▶ _PROBLEM DESCRIPTION_: Format every line of the entries below as a Markdown table with the columns Row and Line, numbering the rows in order and omitting blank lines.

Start GIVEN DATA

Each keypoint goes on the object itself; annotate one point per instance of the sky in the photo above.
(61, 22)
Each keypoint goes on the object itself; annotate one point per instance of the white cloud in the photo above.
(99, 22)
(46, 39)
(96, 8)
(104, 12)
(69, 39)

End GIVEN DATA

▶ _REPLY_:
| Row | Line |
|---|---|
| 1 | Each keypoint goes on the object itself; annotate one point per instance of the sky in the photo above. |
| 2 | (61, 22) |
| 3 | Each keypoint goes on the object itself; annotate one point per instance of the white cloud in the photo above. |
| 4 | (99, 22) |
| 5 | (46, 39) |
| 6 | (96, 8) |
| 7 | (104, 12) |
| 8 | (69, 39) |